PRO-FOOTBALL, INC., PLAINTIFF,
V.
SUZAN SHOWN HARJO, ET AL., DEFENDANTS.



The opinion of the court was delivered by: Facciola, United States Magistrate Judge.

  MEMORANDUM OPINION

This matter has been referred for discovery by Judge Kollar-Kotelly. Before me are defendants' motion to compel and plaintiffs two motions for protective orders.

In 1933, George Preston Marshall purchased a National Football League ("NFL") franchise located in Boston and moved it to Washington, D.C., whereupon he renamed the team the "Redskins." The franchise registered the first of a series of "Redskins" marks with the United States Trademark Office in 1967. In 1992, a group of seven Native Americans ("Native Americans") from an array of different tribes and nations petitioned the United States Patent and Trademark Office's Trademark Trial and Appeal Board ("TTAB") for cancellation of Pro-Football's federal trademark registrations involving the term "Redskin(s)." Seven years later, in April 1999, the TTAB ruled in favor of the Native Americans under Section 2(a) of the Lanham Act, 15 U.S.C.A. § 1052(a) (1997), finding that the term "Redskins" "may be disparaging of Native Americans to a substantial composite of this group of people" and "may bring Native Americans into contempt or disrepute." Harjo v. Pro-Football, Inc., 1999 WL 375907, 50 U.S.P.Q.2d 1705, 1748 (1999) ("Harjo II "). Pro-Football subsequently filed the present action for de novo review under § 1071(b) of the Lanham Act, seeking to overturn the TTAB's ruling.

At the same time the TTAB handed down its decision, the Estate of Jack Kent Cooke (a long-time owner) Was in the process of selling the franchise. One purchase bid in January 1999 for a reported $800 million was rejected by the NFL, which held a veto over any proposed sale. In May 1999, one month after the TTAB ruling, a bid by the Daniel M. Snyder Ownership Group, also estimated at $800 million, was approved by the NFL, and the purchase closed in July 1999.

DISCUSSION

The Native Americans' Motion to Compel

In order to counter Pro-Football's laches defense, the Native Americans seek information relating to the worth of the Redskins marks. The laches defense originally was rejected on equitability grounds by the TTAB in a pretrial ruling. Harjo v. Pro-Football, Inc., 1994 WL 262249, 30 U.S.P.Q.2d 1828 (1994) ("Harjo I "). When Pro-Football once again pleaded laches in its 1999 complaint, the Native Americans sought to strike the defense in a motion for judgment on the pleadings. Judge Kollar-Kotelly ruled that the defense survived the motion for judgment on the pleadings. Reading Pro-Football's allegations as true, the judge concluded that plaintiff had satisfied the three common law requirements of such a plea: "(1) the Native Americans delayed substantially before commencing their challenge to the `Redskins' trademarks; (2) the Native Americans were aware of the trademarks during the period of delay; and (3) Pro-Football's ongoing development of goodwill during this period of delay engendered a reliance interest in the preservation of the trademarks." Pro-Football, Inc. v. Harjo, 2000 WL 1923326, *5-6 (D.D.C. Dec. 11, 2000) ("Mem.Op."). However, Judge Kollar-Kotelly deferred ultimate resolution of the laches issue to a later time, once the record was expanded beyond those facts alleged in the pleadings. Id. at *6-7.

TASK GOAL: Which months of 1999 does the court opinion name, and what happened in each? Answer from the court opinion alone.

LISTING:
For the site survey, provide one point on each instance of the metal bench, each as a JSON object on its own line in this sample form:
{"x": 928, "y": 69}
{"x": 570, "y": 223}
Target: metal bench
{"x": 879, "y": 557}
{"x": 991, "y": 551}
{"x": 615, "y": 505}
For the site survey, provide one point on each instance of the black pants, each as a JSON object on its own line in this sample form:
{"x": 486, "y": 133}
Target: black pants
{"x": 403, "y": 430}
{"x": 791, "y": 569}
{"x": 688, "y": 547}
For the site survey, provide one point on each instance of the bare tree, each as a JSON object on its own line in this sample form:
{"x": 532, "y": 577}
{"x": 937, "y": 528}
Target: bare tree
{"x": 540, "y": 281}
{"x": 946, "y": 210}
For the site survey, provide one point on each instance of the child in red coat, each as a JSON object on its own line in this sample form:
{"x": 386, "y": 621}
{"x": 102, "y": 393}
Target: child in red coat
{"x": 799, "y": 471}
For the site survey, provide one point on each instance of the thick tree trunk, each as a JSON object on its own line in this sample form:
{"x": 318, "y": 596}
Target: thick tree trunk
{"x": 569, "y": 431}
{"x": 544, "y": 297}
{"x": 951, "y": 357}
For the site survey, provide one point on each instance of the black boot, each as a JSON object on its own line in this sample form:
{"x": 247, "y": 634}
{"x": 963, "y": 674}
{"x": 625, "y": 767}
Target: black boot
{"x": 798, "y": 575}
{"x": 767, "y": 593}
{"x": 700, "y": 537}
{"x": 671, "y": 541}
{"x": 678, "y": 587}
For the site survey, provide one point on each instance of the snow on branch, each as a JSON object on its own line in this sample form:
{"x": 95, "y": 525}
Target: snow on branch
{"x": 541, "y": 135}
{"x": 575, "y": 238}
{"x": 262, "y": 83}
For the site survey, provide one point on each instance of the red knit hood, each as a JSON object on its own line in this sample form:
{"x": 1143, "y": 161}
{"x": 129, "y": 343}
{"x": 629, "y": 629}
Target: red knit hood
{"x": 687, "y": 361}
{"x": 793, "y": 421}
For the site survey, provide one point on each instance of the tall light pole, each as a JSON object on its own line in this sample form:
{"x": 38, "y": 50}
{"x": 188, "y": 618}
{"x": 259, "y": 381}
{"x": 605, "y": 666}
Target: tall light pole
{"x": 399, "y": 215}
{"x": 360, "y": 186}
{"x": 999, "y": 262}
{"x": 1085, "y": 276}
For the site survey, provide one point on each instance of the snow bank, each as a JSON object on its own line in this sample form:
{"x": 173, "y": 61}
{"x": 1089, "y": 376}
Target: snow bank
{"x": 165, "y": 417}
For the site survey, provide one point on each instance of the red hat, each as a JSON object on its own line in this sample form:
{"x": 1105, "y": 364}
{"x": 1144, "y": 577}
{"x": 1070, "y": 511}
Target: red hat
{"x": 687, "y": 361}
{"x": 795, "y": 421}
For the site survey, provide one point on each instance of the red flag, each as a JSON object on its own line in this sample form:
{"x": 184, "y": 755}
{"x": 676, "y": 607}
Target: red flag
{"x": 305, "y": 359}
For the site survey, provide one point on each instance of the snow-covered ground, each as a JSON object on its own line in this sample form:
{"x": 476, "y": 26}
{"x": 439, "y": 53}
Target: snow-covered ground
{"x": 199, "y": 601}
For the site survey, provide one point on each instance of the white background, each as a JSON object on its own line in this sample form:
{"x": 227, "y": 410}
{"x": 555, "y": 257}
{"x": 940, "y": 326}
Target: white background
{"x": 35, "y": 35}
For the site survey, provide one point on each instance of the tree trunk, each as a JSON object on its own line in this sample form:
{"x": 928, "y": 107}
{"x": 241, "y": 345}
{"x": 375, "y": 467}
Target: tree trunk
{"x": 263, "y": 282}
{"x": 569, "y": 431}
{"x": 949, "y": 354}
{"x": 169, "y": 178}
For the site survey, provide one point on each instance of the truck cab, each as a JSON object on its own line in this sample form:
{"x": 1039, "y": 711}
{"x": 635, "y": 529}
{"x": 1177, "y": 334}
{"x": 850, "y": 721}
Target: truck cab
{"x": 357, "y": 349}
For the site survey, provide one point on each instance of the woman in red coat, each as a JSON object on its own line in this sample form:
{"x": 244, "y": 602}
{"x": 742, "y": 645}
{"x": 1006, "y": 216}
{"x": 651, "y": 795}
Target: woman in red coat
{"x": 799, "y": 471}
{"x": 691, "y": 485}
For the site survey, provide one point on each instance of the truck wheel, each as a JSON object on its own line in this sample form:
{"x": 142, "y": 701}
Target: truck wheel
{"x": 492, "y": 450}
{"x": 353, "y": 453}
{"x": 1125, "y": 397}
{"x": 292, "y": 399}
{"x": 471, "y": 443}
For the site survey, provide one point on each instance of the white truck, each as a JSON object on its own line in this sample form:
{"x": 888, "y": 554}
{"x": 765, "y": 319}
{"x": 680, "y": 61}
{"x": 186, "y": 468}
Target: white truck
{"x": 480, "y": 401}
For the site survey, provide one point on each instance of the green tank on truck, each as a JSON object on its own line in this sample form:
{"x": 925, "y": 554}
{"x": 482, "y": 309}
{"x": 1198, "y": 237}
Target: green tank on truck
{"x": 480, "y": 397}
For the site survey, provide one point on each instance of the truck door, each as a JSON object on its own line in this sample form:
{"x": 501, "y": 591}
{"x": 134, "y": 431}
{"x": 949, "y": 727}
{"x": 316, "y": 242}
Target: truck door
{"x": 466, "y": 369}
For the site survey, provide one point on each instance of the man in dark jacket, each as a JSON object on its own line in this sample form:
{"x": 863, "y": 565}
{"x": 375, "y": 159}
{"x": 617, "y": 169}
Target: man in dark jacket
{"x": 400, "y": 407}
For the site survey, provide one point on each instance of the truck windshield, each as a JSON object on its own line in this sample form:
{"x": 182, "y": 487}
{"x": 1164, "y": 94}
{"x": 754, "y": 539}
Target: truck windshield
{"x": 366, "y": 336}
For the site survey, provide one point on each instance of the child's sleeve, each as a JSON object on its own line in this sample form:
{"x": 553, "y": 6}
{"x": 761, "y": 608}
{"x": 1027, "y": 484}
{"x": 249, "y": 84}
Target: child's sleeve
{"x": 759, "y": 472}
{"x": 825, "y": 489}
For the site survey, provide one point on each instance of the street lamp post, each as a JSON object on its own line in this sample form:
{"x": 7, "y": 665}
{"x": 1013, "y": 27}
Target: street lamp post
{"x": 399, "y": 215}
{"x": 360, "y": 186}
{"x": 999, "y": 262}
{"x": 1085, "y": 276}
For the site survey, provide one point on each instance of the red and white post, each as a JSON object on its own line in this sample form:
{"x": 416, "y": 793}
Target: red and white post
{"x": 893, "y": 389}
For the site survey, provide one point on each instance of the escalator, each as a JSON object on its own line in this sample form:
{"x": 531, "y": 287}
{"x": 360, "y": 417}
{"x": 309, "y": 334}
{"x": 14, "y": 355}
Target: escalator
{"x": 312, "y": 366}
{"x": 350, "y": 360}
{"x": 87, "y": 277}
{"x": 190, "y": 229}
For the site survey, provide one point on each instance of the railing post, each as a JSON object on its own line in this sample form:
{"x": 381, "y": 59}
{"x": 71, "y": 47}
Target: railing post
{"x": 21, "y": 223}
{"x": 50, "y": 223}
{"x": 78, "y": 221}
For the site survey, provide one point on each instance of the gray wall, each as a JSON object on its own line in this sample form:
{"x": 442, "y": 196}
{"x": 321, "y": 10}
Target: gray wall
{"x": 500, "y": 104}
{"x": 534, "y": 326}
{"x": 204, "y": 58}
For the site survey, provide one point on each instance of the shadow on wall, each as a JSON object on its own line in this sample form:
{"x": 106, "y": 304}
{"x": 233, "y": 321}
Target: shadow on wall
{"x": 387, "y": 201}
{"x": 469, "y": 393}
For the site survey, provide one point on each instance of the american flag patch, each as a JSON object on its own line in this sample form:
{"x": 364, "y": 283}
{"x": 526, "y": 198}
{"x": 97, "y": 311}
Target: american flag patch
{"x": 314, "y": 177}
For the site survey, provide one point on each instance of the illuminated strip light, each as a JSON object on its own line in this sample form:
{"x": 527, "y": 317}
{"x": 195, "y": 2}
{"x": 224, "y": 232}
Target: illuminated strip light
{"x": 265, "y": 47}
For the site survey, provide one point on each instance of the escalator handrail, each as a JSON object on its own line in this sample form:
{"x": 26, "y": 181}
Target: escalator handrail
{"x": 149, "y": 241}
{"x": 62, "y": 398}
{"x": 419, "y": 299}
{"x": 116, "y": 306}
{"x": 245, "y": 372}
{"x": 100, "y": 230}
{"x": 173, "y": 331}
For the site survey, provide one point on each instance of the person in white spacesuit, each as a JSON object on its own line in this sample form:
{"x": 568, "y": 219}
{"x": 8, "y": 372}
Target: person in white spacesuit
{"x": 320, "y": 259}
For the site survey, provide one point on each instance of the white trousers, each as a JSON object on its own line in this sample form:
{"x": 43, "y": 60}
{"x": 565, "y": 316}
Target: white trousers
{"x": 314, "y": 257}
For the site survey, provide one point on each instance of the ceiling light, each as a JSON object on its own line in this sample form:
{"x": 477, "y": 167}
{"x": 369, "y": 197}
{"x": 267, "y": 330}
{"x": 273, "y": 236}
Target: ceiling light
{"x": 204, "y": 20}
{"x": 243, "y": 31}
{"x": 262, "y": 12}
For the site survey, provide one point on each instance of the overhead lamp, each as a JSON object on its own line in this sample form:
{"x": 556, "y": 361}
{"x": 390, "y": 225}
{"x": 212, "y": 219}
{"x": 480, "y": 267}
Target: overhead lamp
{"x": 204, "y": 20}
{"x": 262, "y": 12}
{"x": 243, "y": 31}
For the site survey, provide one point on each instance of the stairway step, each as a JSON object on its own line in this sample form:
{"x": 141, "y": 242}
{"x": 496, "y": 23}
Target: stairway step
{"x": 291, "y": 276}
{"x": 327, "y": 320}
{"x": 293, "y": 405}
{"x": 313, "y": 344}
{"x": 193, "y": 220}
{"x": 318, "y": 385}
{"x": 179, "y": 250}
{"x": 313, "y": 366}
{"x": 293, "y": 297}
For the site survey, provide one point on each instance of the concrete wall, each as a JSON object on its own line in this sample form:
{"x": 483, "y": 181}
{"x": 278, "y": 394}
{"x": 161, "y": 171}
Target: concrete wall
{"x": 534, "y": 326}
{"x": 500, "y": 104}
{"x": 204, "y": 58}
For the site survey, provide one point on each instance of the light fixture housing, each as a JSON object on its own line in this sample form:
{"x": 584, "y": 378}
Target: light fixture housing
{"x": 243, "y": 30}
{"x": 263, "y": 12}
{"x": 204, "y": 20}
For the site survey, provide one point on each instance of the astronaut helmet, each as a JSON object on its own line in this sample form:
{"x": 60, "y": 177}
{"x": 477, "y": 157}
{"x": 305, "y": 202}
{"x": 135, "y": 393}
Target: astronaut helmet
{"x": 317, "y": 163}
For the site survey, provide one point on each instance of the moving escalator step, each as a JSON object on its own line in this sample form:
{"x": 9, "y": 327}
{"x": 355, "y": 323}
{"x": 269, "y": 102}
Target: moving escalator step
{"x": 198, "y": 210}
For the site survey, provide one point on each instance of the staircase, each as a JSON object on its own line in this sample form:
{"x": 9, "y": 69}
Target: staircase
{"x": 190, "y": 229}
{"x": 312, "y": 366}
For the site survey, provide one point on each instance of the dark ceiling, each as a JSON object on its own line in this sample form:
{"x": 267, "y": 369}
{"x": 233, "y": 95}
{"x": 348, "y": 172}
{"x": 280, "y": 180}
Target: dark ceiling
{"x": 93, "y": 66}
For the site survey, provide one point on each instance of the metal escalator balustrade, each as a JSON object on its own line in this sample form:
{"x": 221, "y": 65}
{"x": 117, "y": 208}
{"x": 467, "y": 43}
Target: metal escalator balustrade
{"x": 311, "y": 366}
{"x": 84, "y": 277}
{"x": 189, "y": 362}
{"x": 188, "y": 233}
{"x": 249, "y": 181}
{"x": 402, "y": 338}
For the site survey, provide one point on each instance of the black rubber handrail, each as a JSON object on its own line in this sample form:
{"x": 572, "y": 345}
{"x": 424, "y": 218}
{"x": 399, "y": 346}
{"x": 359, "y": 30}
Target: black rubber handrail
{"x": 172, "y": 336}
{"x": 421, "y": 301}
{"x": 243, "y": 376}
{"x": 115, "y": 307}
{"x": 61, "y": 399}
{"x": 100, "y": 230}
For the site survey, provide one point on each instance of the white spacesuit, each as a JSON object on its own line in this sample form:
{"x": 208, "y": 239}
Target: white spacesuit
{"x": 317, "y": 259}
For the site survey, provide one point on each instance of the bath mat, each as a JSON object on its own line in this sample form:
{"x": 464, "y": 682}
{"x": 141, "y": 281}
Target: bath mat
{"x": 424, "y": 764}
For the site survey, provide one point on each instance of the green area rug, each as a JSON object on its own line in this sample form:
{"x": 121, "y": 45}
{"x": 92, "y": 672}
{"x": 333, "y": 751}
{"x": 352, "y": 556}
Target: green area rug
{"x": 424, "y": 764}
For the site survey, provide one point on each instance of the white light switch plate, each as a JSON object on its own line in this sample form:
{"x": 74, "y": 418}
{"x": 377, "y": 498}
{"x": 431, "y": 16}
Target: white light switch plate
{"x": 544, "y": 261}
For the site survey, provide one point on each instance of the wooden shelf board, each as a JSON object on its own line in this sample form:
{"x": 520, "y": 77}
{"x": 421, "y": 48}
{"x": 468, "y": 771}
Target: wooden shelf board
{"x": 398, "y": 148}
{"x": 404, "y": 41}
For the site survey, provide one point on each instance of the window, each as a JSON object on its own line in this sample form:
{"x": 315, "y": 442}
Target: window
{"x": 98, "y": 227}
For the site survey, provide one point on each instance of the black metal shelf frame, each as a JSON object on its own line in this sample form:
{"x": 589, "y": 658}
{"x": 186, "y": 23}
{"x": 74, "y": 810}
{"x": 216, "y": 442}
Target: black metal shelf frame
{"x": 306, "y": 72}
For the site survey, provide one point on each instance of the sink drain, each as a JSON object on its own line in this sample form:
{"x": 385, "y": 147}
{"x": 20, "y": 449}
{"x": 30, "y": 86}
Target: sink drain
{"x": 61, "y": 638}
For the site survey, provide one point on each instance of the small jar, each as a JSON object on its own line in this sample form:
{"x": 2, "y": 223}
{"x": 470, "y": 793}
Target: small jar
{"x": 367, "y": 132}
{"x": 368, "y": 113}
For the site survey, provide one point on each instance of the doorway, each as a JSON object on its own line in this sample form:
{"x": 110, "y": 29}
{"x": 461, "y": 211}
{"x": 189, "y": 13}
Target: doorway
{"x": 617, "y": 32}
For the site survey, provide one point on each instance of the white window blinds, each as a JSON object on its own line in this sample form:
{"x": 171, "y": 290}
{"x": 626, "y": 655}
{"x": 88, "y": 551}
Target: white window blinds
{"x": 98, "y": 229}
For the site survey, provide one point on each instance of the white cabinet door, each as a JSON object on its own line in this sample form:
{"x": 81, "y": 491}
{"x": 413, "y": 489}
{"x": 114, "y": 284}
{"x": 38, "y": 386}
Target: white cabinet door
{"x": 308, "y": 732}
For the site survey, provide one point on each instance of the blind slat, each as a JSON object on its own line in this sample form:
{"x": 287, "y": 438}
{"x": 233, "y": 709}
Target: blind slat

WORKED SOLUTION:
- **January 1999:** the NFL rejected a purchase bid for the franchise, reported at $800 million.
- **April 1999:** the TTAB ruled in favor of the Native Americans under Section 2(a) of the Lanham Act.
- **May 1999:** the NFL approved a bid by the Daniel M. Snyder Ownership Group, also estimated at $800 million.
- **July 1999:** the purchase closed.